--- Begin ---

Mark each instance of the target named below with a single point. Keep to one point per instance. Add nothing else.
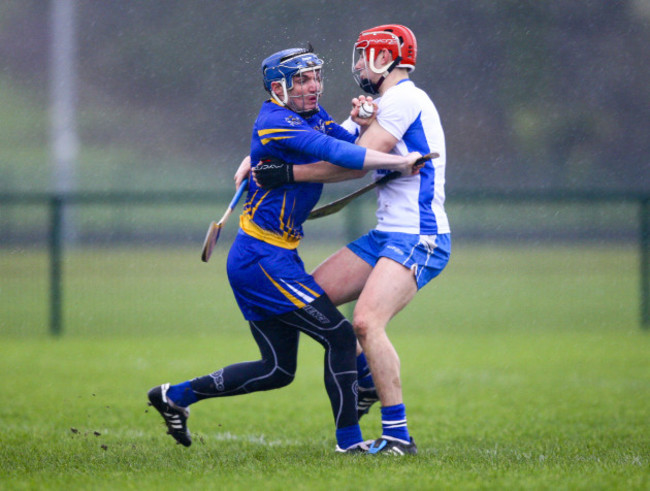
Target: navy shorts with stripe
(425, 255)
(268, 280)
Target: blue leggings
(277, 339)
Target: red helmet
(397, 39)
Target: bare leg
(342, 276)
(389, 288)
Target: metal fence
(162, 218)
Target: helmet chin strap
(373, 88)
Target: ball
(366, 110)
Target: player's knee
(361, 327)
(280, 379)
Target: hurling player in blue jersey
(411, 243)
(274, 292)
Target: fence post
(55, 246)
(645, 262)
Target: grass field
(523, 368)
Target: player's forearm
(324, 172)
(379, 160)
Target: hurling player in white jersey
(411, 244)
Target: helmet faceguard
(397, 39)
(284, 66)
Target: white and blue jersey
(413, 204)
(412, 226)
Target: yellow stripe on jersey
(254, 230)
(275, 131)
(297, 302)
(310, 290)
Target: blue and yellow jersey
(276, 216)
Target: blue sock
(348, 436)
(393, 422)
(182, 394)
(367, 382)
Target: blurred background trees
(532, 94)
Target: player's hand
(243, 171)
(364, 111)
(272, 173)
(417, 161)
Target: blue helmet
(285, 64)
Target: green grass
(523, 368)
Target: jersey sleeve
(397, 111)
(294, 134)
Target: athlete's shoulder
(273, 115)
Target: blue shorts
(268, 280)
(425, 255)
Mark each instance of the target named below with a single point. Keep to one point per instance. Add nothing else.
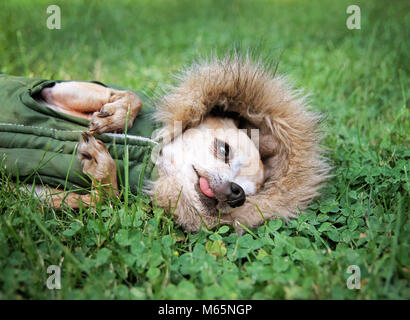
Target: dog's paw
(112, 117)
(96, 161)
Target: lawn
(358, 78)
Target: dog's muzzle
(236, 196)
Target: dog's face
(216, 164)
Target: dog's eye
(222, 150)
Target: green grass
(358, 78)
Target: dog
(235, 143)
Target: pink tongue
(205, 188)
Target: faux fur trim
(289, 136)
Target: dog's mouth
(205, 191)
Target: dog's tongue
(205, 188)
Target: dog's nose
(236, 196)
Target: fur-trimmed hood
(288, 138)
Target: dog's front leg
(109, 107)
(96, 163)
(112, 117)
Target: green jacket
(39, 144)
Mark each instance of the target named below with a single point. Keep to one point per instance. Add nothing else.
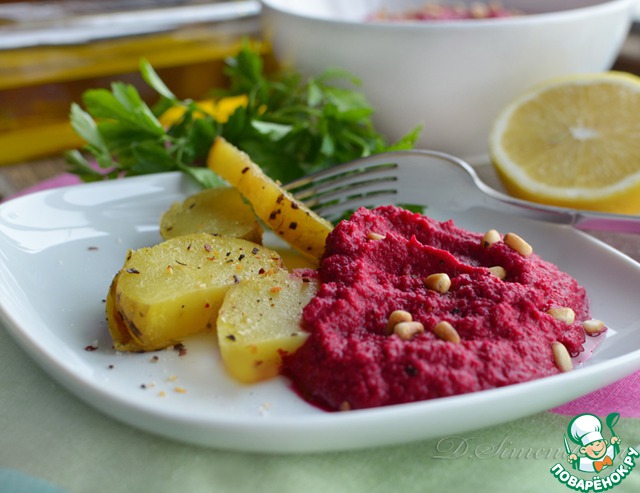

--- End ---

■ DESCRIPTION OF THE TASK:
Count the lines in the records above that contain the word "jersey" and reply with the number alone.

■ EXERCISE ANSWER:
6